• TEXT SEGMENT
▼
No-Ops, Jumps, Push/Pops, null Moves, etc., may be used for this
purpose.
[0030] Here, as elsewhere, the mark can convey an arbitrary
plural-bit payload message, or may simply comprise a characterizing
feature--without an explicit message counterpart.
[0031] Consider a software company that wants to serialize
particular copies of software, distributed to customers. Each copy
may be marked, with a series of NOPS interspersed with other
instructions in the assembly code, so as to encode the receiving
customer's name or telephone number.
[0032] In one particular arrangement, the customer's name may be
represented as a series of 8-bit ASCII symbols. Each "1" bit in the
sequence may be represented by a NOP instruction; each "0" bit may
be represented by a MOV instruction having the same source and
destination. This sequence can be inserted into the object code at
a location known to the software company.
[0033] If a copy of the marked software is found posted on a public
web site (e.g., a software piracy, or warez, site), the company can
disassemble the executable code and examine the series of NOP/MOV
instructions, beginning at the known location, and thereby identify
the customer from whom the copy leaked. Yet casual examination of
the code (e.g., searching for the customer's name as a text string)
finds nothing.
[0034] Naturally, the arrangement just-described is elementary, and
would be relatively conspicuous to a savvy hacker. However, more
obscure encoding techniques can be employed to advantageous
effect.
[0035] For example, obfuscation may be increased by avoiding a
conspicuously long series of inserted NOP/MOV instructions. One
alternative arrangement takes the identifier-to-be-embedded,
scrambles it (incrementing each ASCII value by 1 is a simple
scrambling technique), and then pushes/pops each incremented-ASCII
byte, in turn, on the stack. Such push/pop instructions can be
scattered throughout the code--preceded by a marker instruction
(any instruction which doesn't impair intended functionality of the
program) that signals--to the software owner--that the following
push/pop instructions represent a next bit of the identifier. (Much
more sophisticated and/or subtle marking strategies can naturally
be employed.) To recover the identifier, the code is searched for
the marker instructions followed by push/pops. The corresponding
values are collected from the push/pops, and unscrambled/combined
to yield the encoded identifier.
▲
• DATA SUPPLIED
▼
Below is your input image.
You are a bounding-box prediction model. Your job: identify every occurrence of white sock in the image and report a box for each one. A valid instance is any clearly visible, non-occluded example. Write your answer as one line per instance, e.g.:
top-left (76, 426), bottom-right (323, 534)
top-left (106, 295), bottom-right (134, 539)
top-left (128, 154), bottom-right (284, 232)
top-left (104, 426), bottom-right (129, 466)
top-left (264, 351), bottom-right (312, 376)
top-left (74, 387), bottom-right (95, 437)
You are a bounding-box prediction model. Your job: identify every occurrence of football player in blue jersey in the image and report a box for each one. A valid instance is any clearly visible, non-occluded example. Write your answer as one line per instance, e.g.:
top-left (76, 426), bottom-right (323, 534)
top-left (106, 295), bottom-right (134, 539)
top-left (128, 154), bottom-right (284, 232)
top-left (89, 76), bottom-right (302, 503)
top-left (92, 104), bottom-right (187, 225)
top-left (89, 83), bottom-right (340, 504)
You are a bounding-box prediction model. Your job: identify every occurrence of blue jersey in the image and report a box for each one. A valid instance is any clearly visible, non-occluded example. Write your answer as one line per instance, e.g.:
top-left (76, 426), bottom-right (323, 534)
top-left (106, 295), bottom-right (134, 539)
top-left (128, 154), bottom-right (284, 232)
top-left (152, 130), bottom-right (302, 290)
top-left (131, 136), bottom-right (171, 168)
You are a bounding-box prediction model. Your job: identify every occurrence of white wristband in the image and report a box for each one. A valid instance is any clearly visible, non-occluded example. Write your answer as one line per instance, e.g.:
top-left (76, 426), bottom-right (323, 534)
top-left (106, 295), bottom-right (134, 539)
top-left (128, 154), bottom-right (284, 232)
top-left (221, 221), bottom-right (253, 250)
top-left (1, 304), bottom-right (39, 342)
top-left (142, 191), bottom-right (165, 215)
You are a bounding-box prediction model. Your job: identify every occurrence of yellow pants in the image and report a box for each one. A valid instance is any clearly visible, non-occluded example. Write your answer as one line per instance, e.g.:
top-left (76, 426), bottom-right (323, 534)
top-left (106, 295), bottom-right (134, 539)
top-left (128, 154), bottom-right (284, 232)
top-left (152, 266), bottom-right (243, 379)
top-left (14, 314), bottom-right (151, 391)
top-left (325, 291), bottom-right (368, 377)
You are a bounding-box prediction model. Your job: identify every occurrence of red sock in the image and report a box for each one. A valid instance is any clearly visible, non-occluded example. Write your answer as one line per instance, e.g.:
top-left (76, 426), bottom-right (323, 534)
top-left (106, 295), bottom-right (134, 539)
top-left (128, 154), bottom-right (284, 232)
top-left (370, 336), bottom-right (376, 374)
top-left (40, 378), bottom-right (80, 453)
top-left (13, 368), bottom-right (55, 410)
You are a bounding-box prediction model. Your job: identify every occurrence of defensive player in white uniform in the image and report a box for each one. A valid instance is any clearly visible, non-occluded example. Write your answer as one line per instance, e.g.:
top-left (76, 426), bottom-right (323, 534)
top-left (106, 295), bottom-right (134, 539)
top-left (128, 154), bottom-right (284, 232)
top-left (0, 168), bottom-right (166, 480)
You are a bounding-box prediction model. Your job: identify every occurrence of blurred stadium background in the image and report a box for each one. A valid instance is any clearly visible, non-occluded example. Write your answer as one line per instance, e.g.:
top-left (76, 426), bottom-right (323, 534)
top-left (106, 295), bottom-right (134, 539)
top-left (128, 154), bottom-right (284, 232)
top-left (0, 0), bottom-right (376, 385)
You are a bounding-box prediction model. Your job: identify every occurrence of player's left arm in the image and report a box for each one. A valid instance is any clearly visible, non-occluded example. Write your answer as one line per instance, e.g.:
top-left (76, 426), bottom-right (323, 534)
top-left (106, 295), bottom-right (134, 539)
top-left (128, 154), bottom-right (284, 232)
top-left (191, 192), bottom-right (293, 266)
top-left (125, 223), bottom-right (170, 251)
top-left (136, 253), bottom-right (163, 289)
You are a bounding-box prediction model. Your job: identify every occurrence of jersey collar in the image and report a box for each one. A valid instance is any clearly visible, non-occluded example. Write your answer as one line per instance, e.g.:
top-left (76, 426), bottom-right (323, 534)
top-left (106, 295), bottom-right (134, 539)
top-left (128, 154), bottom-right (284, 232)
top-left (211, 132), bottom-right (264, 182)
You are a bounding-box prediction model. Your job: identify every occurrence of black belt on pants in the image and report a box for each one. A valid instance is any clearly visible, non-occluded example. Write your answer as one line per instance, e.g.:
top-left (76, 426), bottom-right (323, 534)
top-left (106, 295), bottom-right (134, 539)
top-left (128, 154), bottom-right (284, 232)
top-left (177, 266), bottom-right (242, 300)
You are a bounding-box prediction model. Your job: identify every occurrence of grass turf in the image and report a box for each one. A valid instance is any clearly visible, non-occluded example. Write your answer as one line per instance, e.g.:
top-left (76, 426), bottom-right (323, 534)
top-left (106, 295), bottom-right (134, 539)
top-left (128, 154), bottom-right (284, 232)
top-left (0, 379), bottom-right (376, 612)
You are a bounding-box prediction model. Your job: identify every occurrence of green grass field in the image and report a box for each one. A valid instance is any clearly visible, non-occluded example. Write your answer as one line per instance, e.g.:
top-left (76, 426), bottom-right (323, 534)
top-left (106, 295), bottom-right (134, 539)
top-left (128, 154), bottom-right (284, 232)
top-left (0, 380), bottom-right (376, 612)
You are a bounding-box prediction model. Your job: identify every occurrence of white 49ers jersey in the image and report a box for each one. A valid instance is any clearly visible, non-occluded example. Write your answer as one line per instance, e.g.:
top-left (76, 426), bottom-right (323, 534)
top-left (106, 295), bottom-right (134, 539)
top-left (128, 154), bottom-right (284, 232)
▲
• REQUIRED ACTIONS
1. In the text on software marking, what instruction represents each "0" bit of the customer's name?
2. Rewrite the paragraph of the text on software marking that begins "For example, obfuscation may be increased" as a short list, keeping its main facts.

• THE SOLUTIONS
1. A MOV instruction having the same source and destination.

2.
- Obfuscation can be increased by avoiding a conspicuously long series of inserted NOP/MOV instructions.
- One alternative scrambles the identifier to be embedded (for example, by incrementing each ASCII value by 1).
- Each incremented-ASCII byte is then pushed/popped on the stack in turn.
- These push/pop instructions can be scattered throughout the code, each preceded by a marker instruction that doesn't impair the program's intended functionality.
- The marker signals to the software owner that the following push/pop instructions represent the next bit of the identifier.
- Much more sophisticated or subtle marking strategies can also be used.
- To recover the identifier, the code is searched for marker instructions followed by push/pops, and the values are collected and unscrambled/combined.